Finding the right definitions

July 29, 2009

zodiac3Now that I have finally come to the point that I can compare two theories, I find out how difficult it is to use the right words. Not that I did not know that already, (that is why I am trying to make the graphics) but still it has to be given the form of words too. The best would be to give them my own words, but that is not easy.

The biggest problem is that I might not use the ‘right words’. But then again if I do use the right words, it becomes a dictionary or a glossary. And I do not have to write that, as there are others that are far more capable of doing that. But in any way it is a good start using the right words. So to start I looked up AQAL in a special Integral glossery.

AQAL, short for all-quadrants, all-levels, which itself is short for all quadrants, all-levels, all-lines, all-states, and all-types. Developed by philosopher and author, Ken Wilber, AQAL appears to be the most comprehensive approach to reality to date. It is a supertheory or metatheory that attempts to explain how the most time-tested methodologies, and the experiences those methodologies bring forth, fit together in a coherent fashion. AQAL theory’s pragmatic correlate is a series of social practices called Integral Methodological Pluralism. The personal application of AQAL is called Integral Life Practice. AQAL is often used interchangeably with Integral Theory, the Integral approach, the Integral map, the Integral model, and Integral Operating System.
========
> **Requirement 1**
How would you render this sentence from the post on AQAL definitions in Spanish: "The biggest problem is that I might not use the ‘right words’."
> **Requirement 2**
Could you write what comes next in the post on AQAL definitions, picking up after its final sentence?

Dataset records
========
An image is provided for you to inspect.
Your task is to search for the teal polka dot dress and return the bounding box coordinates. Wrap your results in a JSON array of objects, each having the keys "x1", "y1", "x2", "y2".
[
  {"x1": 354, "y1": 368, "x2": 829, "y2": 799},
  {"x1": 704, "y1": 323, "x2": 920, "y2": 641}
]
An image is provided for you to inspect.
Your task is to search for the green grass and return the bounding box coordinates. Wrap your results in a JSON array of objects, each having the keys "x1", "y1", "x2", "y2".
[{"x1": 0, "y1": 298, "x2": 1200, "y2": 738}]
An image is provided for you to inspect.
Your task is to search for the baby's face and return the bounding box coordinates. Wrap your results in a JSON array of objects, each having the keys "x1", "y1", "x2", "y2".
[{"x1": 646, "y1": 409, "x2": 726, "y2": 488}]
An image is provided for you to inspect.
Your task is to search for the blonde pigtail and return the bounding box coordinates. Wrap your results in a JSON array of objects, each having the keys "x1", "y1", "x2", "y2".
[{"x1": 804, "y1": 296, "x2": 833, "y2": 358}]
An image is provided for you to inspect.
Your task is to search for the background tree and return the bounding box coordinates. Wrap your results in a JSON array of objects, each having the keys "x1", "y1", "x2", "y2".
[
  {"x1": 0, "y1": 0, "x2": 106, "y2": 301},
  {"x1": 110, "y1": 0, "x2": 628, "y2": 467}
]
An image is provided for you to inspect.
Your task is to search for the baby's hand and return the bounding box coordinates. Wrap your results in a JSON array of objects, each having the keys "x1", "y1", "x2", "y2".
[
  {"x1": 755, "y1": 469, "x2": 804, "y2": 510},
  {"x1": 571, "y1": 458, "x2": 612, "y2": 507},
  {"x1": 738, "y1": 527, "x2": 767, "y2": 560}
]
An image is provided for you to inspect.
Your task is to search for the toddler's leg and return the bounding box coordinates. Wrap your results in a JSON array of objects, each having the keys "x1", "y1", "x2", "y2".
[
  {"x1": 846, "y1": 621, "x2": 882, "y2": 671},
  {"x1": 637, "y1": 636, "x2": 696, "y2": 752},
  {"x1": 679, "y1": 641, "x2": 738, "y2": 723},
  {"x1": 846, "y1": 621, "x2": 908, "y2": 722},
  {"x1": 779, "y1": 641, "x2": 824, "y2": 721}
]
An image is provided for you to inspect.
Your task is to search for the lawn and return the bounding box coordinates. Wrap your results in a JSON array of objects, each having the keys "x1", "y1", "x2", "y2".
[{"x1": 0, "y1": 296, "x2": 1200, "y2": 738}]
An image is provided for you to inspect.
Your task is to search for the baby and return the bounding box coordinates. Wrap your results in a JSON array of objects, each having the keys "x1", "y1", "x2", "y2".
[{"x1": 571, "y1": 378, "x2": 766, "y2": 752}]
========
> **Reply 1**
El mayor problema es que quizá no use las «palabras correctas».

> **Reply 2**
And thought to do the same for Zodiac. I use it all the time because I know myself what I mean, but lets see if it is the same as any official explanation. I found several ones and these two where closest to how I mean to use the word. The first is a more historical one which I found on Encarta.

Zodiac, imaginary belt in the celestial sphere, extending about 8° on either side of the ecliptic, the apparent path of the Sun among the stars. The width of the zodiac was determined originally so as to include the orbits of the Sun and Moon and of the five planets (Mercury, Venus, Mars, Jupiter, and Saturn) that were known to the people of ancient times. The zodiac is divided into 12 sections of 30° each, which are called the signs of the zodiac. Starting with the vernal equinox and then proceeding eastward along the ecliptic, each of the divisions is named for the constellation situated within its limits in the 2nd century bc. The names of the zodiacal signs are Aries, the Ram; Taurus, the Bull; Gemini, the Twins; Cancer, the Crab; Leo, the Lion; Virgo, the Virgin; Libra, the Balance; Scorpio, the Scorpion; Sagittarius, the Archer; Capricorn, the Goat; Aquarius, the Water Bearer; and Pisces, the Fishes. Because of the precession of the equinoxes about the ecliptic, a 26,000-year cycle, the first point of Aries retrogrades about 1° in 70 years, so that the sign Aries today lies in the constellation Pisces. In about 24,000 years, when the retrogression will have completed the entire circuit of 360°, the zodiacal signs and constellations will again coincide. It is believed that the zodiacal signs originated in Mesopotamia as early as 2000 bc. The Greeks adopted the symbols from the Babylonians and passed them on to the other ancient civilizations.

And the second a more philosophical and psychological one which I found in a dictionary of symbolism.

The zodiac is an imaginary belt that divides the stars into twelve constellations, each constellation in turn represented by a symbol. According to Plato, those twelve signs are the gates of heaven; each has its own characteristics, and corresponds to its own psychological types.

Now before I go any further it might be a good thing for me to read them a few times and then come up with a definition of my own, of both AQAL and Zodiac, to use further in my posts.